### Excerto para leitura ###

O principal objetivo de Joe Biden era provar aos americanos que possuía as condições físicas e mentais para mais quatro anos na Casa Branca. Mas não há outra forma de o dizer: foi um completo desastre. Nenhum analista político sério se atreverá a afirmar que o presidente norte-americano saiu por cima deste debate. Os pedidos para retirar-se da corrida tornaram-se evidentes ainda durante o próprio debate, apesar da prestação de Donald Trump também não ter sido brilhante. O ex-presidente mentiu diversas vezes e foi excessivamente agressivo, embora o formato do debate o tenha favorecido.

O mais trágico para Biden é que, devido à sua atuação, Trump venceu facilmente o debate e a sua fraca prestação não será sequer alvo do normal escrutínio pós-debate. Ficou claro, desde a primeira intervenção de Biden, que seria uma noite desastrosa. Com uma voz titubeante e hesitante – a sua campanha divulgou, durante o debate, que estava com uma gripe –, perdeu-se no raciocínio em diversos momentos e não conseguiu desmontar de forma eficaz várias das mentiras do seu adversário. Pior ainda, algumas frases que pronunciou eram imperceptíveis e, não raras vezes, mudou de argumentos de forma incoerente. A sua frase “derrotámos o Medicare” foi talvez um dos momentos mais caricatos para muitos americanos.

Não foi um debate normal, onde um candidato teve uma má prestação. Chegou a ser penoso ver a fragilidade do homem mais poderoso do planeta exposta desta forma. O Partido Democrata e a equipa de Biden arriscaram antecipar o debate para eliminar as dúvidas sobre a sua capacidade mental, mas apenas conseguiram provar que não há dúvidas: Biden já não tem condições para liderar o país. O que poderá suceder agora, com um partido em pânico face à forte possibilidade de Donald Trump regressar à Sala Oval?

###

--- Conjunto de tarefas ---
(a) Responda às perguntas com base no excerto sobre o debate.
(i) Qual era o principal objetivo de Joe Biden?
(ii) O que divulgou a campanha de Biden durante o debate?
(iii) Com que intenção o Partido Democrata e a equipa de Biden anteciparam o debate?
(b) Resuma o excerto sobre o debate em duas frases.
(c) Copie do excerto sobre o debate o trecho que começa em "O mais trágico" e vai até "para muitos americanos.".
A listagem seguinte é material independente do excerto.

### Listagem fornecida ###

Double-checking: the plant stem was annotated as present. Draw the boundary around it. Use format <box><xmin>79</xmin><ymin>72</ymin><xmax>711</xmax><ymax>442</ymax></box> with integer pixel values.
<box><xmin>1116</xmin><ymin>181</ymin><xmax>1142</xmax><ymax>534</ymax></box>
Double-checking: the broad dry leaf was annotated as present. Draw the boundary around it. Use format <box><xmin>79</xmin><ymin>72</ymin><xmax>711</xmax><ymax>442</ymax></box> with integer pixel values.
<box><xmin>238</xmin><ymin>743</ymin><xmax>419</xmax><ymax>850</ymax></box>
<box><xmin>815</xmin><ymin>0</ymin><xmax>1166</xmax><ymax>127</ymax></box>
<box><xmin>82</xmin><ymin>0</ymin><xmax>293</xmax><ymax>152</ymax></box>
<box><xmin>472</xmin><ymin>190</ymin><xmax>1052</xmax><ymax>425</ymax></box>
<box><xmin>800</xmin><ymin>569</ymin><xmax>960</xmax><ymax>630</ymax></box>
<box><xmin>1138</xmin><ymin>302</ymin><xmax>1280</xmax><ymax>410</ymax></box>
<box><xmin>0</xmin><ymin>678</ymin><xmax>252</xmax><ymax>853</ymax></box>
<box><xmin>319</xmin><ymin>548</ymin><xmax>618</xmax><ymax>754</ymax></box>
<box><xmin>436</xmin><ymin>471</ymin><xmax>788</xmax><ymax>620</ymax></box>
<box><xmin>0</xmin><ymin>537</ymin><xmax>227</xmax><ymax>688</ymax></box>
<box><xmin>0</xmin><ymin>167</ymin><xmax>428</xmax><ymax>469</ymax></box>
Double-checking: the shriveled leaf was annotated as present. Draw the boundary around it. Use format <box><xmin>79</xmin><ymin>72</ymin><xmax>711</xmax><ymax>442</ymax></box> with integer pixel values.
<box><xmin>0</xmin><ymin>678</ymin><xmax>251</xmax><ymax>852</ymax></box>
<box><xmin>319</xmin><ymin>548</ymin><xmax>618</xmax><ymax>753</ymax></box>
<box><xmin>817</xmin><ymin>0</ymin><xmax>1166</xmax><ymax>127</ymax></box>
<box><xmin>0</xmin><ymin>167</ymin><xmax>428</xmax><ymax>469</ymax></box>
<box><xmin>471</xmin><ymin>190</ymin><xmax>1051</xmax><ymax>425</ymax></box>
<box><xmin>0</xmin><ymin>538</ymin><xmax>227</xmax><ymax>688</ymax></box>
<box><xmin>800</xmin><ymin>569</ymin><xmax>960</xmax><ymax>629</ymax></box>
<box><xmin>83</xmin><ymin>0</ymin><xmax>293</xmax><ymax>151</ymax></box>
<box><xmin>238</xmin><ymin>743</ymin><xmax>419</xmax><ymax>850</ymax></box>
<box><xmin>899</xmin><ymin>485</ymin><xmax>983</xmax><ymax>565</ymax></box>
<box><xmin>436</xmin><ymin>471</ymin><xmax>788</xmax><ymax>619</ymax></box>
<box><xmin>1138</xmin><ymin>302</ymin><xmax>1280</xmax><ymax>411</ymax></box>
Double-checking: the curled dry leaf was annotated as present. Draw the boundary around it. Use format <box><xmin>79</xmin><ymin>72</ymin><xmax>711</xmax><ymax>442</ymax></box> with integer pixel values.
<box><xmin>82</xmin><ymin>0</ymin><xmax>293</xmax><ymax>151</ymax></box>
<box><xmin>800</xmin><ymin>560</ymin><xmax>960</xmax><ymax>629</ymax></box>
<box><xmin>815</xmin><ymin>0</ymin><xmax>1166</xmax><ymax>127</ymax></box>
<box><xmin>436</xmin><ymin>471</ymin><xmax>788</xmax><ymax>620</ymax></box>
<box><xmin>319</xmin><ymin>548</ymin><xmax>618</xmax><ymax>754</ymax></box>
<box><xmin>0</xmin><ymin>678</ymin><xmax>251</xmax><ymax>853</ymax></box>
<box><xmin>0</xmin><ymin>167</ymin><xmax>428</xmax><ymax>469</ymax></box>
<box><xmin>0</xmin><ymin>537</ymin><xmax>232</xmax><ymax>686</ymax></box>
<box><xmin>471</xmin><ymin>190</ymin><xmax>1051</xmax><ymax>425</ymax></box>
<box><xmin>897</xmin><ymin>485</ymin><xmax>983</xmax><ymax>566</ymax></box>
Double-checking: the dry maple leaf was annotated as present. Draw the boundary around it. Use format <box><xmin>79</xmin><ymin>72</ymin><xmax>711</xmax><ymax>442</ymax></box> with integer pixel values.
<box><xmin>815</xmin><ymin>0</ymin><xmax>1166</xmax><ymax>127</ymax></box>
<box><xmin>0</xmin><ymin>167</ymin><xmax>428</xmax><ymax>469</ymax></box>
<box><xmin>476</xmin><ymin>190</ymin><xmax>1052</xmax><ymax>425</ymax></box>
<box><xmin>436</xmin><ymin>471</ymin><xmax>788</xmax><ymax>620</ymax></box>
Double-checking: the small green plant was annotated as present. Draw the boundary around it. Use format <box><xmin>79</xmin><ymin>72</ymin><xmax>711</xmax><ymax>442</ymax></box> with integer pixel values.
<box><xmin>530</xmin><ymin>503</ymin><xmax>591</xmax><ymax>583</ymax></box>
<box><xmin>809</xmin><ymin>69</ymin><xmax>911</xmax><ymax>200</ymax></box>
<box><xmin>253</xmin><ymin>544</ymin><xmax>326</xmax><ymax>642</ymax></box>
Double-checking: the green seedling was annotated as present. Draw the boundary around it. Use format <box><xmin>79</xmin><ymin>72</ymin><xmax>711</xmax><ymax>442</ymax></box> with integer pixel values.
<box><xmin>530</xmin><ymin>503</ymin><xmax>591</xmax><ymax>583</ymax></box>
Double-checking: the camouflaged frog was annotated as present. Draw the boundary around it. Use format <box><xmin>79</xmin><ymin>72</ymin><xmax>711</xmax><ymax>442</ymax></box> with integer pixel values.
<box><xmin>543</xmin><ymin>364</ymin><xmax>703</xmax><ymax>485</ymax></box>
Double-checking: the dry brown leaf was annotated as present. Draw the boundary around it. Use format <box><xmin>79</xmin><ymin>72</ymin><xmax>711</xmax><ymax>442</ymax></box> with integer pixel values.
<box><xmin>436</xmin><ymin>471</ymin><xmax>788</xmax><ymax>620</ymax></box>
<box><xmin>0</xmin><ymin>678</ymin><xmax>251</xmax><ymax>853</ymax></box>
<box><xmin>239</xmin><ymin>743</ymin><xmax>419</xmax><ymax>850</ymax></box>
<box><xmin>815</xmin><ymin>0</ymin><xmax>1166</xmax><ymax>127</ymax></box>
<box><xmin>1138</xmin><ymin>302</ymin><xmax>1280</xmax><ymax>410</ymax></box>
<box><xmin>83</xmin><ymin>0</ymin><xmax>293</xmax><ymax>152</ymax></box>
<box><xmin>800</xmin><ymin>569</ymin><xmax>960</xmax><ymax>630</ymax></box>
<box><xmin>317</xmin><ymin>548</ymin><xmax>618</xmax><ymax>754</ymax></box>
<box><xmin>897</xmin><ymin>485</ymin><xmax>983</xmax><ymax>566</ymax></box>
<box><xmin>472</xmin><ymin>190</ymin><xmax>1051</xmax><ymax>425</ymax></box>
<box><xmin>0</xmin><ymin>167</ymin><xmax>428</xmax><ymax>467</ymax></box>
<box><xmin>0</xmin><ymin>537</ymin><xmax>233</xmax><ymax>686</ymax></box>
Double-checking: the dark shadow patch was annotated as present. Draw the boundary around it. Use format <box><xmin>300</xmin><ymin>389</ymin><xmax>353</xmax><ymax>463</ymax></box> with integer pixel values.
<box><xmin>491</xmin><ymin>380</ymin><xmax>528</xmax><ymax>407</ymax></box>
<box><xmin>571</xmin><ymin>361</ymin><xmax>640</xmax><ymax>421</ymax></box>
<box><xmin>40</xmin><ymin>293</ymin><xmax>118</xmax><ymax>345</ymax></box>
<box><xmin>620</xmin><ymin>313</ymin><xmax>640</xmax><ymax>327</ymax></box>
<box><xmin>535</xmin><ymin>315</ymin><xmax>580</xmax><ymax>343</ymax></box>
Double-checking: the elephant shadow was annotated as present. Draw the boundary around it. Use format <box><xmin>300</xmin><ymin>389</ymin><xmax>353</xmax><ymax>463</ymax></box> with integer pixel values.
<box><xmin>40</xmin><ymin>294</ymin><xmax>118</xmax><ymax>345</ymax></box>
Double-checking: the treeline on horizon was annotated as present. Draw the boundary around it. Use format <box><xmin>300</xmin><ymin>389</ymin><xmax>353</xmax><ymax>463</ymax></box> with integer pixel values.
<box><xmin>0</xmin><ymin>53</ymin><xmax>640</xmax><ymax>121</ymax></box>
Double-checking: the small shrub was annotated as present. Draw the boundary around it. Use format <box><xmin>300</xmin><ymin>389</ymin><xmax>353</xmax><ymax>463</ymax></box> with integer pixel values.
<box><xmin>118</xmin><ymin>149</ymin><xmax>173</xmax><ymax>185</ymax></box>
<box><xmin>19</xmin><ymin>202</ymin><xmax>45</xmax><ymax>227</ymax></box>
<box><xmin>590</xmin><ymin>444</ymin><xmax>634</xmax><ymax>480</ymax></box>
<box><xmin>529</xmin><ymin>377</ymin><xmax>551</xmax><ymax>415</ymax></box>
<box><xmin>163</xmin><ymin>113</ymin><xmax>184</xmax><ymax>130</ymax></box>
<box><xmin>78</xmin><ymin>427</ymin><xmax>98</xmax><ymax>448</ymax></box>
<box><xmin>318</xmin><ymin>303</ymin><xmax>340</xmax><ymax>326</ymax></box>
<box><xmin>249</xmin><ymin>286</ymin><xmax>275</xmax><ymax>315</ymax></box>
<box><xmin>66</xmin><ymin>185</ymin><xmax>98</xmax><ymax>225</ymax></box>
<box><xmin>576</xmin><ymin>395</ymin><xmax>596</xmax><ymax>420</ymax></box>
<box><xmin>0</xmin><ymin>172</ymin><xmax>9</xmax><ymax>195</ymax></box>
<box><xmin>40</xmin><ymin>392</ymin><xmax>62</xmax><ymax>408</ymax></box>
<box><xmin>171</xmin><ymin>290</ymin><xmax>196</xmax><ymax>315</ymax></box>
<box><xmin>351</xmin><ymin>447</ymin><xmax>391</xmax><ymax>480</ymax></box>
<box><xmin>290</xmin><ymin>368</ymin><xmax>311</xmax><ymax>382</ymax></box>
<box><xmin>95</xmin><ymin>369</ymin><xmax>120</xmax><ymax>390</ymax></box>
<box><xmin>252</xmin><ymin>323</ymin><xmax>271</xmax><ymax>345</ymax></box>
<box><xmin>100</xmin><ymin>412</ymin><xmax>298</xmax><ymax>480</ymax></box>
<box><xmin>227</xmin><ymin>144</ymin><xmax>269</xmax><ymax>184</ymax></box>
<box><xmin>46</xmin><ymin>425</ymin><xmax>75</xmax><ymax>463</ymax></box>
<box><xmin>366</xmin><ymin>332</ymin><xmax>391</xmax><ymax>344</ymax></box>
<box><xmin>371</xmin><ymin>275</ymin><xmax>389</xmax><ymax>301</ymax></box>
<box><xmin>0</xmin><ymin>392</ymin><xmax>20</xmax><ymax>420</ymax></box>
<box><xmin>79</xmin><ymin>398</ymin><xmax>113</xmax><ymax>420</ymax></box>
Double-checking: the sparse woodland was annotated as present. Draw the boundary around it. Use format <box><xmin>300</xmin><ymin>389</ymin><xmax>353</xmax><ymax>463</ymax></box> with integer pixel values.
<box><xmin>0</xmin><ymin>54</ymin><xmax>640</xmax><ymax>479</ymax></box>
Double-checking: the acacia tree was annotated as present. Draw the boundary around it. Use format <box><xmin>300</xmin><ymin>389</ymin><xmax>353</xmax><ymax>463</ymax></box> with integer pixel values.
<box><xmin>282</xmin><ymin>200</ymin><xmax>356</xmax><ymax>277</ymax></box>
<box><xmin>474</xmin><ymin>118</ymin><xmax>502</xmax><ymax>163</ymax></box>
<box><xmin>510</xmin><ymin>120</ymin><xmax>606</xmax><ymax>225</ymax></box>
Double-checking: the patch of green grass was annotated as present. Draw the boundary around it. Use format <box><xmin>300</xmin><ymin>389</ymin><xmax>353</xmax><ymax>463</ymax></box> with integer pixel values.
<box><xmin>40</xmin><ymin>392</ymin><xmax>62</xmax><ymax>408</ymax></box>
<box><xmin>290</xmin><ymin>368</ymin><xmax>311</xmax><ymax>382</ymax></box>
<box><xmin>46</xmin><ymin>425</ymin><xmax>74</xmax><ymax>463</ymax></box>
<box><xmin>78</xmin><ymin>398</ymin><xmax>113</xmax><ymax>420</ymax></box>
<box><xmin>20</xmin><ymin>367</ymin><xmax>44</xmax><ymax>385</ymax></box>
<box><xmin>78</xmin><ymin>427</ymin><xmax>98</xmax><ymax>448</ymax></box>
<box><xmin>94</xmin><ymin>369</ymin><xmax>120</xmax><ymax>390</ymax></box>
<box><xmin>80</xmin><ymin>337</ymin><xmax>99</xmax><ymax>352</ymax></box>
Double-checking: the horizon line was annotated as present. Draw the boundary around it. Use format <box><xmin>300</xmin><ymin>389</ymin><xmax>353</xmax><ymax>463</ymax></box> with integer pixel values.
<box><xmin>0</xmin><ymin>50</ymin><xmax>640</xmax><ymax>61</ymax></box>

###

--- Respostas às tarefas ---
(a)
(i) Provar aos americanos que possuía as condições físicas e mentais para mais quatro anos na Casa Branca.
(ii) Que Biden estava com uma gripe.
(iii) Para eliminar as dúvidas sobre a capacidade mental de Biden.

(b) O excerto considera o debate um completo desastre para Joe Biden, que queria provar ter condições para mais quatro anos na Casa Branca, mas que falou com voz hesitante, se perdeu no raciocínio e não desmontou com eficácia as mentiras de Trump. Trump, apesar de ter mentido e sido excessivamente agressivo, venceu facilmente, e a antecipação do debate apenas provou que Biden já não tem condições para liderar o país.

(c)
O mais trágico para Biden é que, devido à sua atuação, Trump venceu facilmente o debate e a sua fraca prestação não será sequer alvo do normal escrutínio pós-debate. Ficou claro, desde a primeira intervenção de Biden, que seria uma noite desastrosa. Com uma voz titubeante e hesitante – a sua campanha divulgou, durante o debate, que estava com uma gripe –, perdeu-se no raciocínio em diversos momentos e não conseguiu desmontar de forma eficaz várias das mentiras do seu adversário. Pior ainda, algumas frases que pronunciou eram imperceptíveis e, não raras vezes, mudou de argumentos de forma incoerente. A sua frase “derrotámos o Medicare” foi talvez um dos momentos mais caricatos para muitos americanos.